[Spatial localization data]
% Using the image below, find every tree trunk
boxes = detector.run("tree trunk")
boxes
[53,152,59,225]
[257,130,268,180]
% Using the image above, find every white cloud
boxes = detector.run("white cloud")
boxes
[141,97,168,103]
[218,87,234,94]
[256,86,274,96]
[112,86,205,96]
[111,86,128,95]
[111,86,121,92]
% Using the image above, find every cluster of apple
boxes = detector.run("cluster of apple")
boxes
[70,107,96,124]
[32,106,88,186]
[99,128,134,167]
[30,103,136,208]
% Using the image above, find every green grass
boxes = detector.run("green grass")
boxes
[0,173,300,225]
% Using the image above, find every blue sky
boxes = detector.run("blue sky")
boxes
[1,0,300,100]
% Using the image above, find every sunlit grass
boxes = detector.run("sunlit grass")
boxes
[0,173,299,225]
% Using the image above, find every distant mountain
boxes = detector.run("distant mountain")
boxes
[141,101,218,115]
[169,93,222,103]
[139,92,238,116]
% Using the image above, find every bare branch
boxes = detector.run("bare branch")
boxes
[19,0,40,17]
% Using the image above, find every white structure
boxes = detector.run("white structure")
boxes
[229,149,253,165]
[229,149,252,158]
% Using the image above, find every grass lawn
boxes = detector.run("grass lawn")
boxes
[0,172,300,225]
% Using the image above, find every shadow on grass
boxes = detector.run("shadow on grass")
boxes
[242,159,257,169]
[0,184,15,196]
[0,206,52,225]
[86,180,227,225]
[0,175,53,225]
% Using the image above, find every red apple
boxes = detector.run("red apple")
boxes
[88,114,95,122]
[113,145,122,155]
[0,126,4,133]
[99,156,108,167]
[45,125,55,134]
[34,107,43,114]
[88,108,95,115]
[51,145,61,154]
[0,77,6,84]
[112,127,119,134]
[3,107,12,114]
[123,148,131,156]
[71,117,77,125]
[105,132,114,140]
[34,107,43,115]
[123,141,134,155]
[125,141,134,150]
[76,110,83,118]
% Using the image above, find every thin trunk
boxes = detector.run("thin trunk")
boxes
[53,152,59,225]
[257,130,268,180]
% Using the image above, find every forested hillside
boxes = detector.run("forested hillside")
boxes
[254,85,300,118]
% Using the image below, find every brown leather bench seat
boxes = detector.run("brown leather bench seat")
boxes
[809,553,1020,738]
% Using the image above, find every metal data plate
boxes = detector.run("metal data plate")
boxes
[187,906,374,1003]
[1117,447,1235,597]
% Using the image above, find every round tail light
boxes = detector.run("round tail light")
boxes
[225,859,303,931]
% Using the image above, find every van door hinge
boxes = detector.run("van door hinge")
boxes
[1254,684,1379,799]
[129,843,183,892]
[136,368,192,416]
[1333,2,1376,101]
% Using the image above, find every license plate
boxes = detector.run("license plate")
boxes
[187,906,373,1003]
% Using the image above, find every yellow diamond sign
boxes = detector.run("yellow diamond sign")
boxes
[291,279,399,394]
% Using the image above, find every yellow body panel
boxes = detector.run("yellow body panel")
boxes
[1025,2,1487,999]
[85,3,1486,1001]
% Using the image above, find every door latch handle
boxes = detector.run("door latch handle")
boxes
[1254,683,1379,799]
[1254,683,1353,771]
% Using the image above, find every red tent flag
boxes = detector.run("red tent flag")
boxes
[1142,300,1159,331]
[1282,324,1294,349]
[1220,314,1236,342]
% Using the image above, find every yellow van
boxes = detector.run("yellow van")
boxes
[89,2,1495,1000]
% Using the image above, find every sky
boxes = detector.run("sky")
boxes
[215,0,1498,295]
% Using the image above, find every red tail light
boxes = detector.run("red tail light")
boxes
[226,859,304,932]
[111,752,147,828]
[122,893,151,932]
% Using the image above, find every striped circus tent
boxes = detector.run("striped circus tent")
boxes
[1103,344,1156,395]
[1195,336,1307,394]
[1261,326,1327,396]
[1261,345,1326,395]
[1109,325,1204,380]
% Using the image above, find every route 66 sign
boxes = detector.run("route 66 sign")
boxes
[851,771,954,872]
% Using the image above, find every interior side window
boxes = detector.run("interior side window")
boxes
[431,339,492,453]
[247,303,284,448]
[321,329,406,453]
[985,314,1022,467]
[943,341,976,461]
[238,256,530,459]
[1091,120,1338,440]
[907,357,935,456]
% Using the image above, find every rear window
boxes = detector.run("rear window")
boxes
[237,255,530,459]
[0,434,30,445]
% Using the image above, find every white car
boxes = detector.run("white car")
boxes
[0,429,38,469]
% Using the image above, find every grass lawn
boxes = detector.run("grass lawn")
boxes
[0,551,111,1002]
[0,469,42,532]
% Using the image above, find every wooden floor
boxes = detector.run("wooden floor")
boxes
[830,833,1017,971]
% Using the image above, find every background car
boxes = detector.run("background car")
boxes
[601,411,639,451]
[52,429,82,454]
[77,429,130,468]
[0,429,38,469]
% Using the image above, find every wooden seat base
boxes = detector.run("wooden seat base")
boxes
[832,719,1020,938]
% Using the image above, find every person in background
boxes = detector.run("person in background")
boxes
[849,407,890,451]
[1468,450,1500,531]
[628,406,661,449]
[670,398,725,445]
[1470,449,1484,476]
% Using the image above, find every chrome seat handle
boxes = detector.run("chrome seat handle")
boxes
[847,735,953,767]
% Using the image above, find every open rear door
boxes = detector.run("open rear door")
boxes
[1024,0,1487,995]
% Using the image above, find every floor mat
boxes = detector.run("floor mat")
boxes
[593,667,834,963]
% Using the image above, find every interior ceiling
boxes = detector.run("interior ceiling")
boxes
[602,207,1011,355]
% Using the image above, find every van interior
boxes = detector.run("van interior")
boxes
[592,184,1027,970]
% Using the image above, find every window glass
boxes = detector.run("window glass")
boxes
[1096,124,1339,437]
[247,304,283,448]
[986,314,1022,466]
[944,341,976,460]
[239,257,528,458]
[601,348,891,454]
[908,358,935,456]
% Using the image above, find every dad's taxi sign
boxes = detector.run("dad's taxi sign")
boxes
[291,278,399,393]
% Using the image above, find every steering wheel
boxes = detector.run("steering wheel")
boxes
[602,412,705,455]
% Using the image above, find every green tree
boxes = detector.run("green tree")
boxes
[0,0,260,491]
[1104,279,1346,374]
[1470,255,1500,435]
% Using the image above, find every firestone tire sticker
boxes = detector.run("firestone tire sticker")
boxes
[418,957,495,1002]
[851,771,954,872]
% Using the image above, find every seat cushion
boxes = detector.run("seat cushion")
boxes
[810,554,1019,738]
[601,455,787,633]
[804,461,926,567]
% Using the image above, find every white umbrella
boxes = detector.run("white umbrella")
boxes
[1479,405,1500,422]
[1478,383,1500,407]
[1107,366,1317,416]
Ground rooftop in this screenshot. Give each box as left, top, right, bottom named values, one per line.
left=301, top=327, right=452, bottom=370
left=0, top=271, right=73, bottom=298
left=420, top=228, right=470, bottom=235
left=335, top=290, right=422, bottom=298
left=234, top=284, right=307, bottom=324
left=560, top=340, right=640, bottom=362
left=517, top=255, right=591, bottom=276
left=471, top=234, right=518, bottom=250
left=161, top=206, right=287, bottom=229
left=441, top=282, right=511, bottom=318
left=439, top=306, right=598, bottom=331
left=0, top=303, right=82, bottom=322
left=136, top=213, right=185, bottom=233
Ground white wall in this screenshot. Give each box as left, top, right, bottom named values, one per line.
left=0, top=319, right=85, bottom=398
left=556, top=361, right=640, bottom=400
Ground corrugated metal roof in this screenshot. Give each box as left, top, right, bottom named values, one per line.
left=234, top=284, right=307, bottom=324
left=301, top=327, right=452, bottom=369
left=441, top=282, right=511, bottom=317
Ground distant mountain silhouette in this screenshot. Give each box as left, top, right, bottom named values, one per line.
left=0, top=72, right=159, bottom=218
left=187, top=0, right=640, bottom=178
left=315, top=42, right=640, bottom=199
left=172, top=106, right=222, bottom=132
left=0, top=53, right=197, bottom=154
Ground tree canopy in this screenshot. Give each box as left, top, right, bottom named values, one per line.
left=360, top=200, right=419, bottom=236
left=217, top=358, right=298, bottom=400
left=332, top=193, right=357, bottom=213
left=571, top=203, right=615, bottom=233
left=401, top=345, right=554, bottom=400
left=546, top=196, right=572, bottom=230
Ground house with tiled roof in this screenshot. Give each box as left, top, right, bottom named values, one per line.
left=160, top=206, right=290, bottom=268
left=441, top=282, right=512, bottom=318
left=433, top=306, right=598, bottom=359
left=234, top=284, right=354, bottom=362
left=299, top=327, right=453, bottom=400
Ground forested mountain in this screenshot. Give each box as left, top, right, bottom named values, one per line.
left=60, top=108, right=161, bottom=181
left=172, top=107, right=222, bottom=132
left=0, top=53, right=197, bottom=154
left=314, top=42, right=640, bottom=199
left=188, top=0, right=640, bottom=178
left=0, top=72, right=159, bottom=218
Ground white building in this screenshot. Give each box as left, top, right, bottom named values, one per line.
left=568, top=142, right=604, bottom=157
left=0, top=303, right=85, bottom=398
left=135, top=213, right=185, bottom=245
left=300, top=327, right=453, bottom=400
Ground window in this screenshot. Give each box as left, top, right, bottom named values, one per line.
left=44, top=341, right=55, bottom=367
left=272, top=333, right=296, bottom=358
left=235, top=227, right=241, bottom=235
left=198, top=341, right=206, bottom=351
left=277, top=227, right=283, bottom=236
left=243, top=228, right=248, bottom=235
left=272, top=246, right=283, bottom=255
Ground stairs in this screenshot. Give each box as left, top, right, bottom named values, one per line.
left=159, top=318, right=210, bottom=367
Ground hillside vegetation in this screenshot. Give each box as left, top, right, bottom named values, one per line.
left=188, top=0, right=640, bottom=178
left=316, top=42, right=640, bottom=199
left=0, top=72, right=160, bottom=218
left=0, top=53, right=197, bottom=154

- [Prompt]: Examine the records above and state the number of lines that include "leather", with no further text.

- [Task result]: 2